-- begin EXERCISE INPUT --

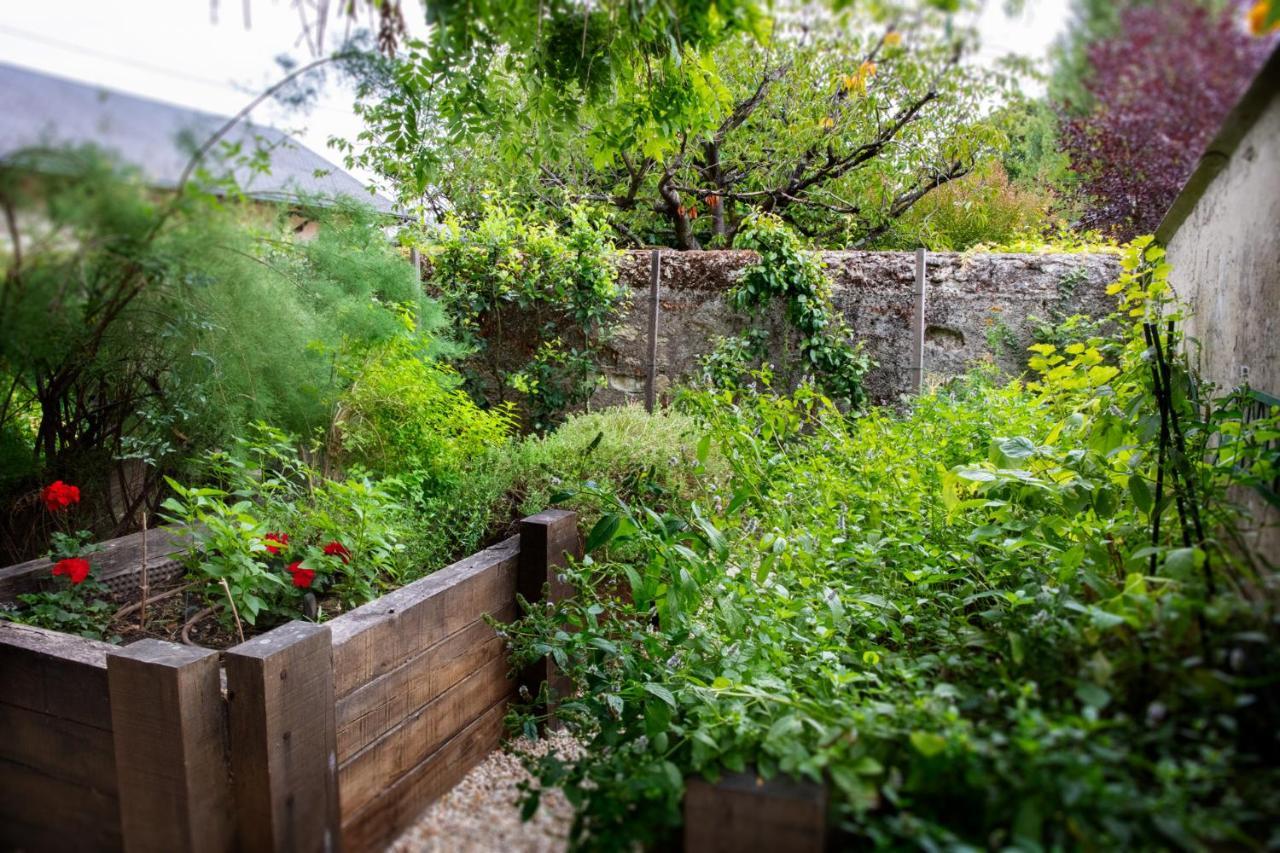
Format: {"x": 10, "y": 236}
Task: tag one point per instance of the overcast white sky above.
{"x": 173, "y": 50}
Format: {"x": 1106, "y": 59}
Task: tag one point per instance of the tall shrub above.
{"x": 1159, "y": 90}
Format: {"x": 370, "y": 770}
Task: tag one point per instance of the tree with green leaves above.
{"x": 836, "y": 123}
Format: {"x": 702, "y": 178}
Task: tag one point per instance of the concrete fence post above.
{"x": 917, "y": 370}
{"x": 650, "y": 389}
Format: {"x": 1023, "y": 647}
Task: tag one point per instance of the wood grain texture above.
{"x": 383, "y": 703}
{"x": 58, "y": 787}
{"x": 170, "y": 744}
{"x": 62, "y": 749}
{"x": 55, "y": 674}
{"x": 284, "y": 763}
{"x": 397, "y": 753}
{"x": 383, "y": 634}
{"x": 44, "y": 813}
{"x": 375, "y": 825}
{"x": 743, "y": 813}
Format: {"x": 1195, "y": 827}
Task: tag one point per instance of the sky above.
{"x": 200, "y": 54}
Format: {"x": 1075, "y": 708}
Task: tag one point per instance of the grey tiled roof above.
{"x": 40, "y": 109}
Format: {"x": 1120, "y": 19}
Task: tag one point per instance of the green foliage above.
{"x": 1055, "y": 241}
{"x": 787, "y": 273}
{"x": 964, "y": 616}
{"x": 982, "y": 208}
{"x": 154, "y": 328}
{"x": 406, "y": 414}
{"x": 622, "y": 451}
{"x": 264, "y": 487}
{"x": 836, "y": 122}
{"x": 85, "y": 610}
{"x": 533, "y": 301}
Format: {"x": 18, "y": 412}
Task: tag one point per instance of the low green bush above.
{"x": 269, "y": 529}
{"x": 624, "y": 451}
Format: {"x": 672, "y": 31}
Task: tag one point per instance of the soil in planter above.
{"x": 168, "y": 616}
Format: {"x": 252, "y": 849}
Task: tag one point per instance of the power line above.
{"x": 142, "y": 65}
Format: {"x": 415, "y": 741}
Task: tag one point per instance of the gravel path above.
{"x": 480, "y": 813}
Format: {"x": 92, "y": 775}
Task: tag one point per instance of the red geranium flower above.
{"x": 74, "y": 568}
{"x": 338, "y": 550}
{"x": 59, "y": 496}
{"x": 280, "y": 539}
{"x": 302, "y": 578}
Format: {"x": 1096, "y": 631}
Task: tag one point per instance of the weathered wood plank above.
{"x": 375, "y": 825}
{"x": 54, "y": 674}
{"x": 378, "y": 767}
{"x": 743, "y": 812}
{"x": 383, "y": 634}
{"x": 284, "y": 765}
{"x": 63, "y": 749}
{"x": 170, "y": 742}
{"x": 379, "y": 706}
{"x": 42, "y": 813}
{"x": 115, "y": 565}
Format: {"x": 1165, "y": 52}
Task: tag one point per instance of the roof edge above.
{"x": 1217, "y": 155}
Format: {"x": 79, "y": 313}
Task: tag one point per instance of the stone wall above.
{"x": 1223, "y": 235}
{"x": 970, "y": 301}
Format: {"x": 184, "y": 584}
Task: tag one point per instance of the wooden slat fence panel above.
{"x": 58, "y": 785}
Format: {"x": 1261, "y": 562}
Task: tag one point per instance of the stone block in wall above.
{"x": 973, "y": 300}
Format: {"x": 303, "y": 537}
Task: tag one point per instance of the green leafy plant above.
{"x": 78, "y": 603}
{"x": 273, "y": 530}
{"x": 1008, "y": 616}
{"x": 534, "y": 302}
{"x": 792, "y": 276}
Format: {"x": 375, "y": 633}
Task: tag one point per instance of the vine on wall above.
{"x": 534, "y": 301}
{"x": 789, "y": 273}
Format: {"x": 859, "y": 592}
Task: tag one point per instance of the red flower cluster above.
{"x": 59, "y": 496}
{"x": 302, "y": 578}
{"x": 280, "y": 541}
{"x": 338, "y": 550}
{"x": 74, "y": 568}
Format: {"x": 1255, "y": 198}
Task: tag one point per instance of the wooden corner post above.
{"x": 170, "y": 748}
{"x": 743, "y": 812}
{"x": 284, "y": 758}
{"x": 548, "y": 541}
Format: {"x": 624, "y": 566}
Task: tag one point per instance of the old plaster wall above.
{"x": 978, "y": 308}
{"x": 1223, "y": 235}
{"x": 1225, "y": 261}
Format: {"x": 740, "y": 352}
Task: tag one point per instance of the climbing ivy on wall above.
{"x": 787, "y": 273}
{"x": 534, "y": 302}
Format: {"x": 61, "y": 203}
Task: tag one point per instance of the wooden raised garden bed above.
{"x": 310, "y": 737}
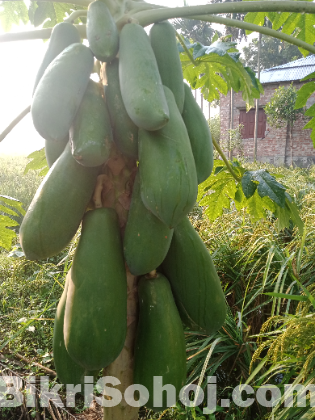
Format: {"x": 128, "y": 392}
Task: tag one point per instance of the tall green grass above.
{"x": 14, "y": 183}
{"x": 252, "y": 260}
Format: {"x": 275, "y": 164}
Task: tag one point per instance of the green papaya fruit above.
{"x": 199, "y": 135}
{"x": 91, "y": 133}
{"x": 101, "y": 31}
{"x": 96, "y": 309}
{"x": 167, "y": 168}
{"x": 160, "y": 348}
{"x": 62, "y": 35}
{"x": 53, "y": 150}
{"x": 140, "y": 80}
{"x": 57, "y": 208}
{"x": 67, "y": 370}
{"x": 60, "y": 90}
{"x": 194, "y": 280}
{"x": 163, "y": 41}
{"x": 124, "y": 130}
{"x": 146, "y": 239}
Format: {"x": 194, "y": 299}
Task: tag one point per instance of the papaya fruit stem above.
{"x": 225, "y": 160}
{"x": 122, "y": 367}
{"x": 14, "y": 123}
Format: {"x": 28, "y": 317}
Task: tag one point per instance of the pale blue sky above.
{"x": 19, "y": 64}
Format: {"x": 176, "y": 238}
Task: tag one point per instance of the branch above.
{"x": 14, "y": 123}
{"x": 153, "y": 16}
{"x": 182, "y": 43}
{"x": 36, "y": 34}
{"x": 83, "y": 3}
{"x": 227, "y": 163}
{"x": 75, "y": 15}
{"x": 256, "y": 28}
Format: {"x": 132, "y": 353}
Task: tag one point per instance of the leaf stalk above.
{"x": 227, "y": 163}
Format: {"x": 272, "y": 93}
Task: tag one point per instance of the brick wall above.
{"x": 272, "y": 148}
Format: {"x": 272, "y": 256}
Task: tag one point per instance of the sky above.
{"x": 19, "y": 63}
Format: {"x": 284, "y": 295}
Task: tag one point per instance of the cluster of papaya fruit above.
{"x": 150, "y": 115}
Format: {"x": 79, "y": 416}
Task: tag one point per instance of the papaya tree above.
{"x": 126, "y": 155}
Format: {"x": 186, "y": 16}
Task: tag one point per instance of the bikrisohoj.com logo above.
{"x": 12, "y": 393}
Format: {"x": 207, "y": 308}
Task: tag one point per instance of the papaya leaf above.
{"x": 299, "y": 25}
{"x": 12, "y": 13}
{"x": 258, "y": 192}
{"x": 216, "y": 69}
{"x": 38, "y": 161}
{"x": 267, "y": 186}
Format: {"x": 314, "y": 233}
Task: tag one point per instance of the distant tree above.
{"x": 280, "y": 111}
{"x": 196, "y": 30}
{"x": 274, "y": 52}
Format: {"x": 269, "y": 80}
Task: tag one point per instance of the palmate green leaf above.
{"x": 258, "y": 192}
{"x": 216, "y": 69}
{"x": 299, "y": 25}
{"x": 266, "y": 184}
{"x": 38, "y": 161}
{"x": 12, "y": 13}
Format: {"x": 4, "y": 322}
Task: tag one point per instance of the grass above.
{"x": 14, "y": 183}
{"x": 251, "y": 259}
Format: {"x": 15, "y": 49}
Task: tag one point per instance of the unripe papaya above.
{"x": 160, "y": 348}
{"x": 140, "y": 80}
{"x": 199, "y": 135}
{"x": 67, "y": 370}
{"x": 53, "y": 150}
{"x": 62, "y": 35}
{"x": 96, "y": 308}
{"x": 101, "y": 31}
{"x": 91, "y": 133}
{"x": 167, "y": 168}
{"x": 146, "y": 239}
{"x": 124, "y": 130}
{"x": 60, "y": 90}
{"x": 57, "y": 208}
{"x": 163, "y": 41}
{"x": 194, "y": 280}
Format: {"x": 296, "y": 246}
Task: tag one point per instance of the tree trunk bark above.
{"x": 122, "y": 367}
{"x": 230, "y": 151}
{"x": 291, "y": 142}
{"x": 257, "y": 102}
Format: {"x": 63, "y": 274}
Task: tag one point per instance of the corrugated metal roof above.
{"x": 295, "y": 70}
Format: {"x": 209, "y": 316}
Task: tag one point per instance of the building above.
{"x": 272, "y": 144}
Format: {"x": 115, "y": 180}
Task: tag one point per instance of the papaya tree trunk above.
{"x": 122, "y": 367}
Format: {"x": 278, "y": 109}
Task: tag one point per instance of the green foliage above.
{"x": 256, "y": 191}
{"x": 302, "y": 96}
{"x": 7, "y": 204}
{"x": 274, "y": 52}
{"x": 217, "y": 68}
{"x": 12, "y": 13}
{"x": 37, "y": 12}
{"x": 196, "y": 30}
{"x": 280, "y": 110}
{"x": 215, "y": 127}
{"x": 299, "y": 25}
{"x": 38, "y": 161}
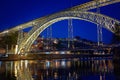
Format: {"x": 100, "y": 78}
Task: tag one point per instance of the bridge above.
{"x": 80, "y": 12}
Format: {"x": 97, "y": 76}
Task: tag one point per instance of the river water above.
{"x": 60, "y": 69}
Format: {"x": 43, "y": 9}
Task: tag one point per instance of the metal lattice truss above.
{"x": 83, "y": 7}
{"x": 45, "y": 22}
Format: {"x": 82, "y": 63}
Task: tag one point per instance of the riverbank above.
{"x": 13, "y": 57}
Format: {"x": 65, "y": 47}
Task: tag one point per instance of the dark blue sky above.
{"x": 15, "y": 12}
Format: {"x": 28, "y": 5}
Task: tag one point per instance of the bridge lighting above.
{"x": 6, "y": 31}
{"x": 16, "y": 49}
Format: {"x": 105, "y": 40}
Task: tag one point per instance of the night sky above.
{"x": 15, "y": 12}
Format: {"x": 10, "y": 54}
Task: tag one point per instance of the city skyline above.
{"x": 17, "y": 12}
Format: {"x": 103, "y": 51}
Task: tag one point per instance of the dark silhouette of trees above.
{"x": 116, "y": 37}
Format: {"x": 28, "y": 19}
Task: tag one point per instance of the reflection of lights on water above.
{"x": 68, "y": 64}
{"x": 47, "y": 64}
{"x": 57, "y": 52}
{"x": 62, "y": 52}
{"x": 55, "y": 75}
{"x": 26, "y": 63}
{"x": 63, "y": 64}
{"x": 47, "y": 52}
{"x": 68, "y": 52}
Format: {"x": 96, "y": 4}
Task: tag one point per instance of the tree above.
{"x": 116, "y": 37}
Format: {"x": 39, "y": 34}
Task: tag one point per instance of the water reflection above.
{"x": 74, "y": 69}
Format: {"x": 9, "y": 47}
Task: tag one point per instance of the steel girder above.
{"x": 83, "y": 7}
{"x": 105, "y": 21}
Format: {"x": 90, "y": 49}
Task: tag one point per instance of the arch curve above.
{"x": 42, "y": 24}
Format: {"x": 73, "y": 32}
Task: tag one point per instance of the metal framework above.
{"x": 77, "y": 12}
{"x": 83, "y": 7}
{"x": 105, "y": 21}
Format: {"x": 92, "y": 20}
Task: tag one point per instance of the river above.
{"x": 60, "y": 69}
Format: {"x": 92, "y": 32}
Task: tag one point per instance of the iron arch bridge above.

-- end EXERCISE INPUT --

▶ **GIVEN PROBLEM**
Count the lines in the listing above that contain the string "papaya", treating uppercase and lowercase as different. Reply with the number alone.

▶ **EXPECTED OUTPUT**
7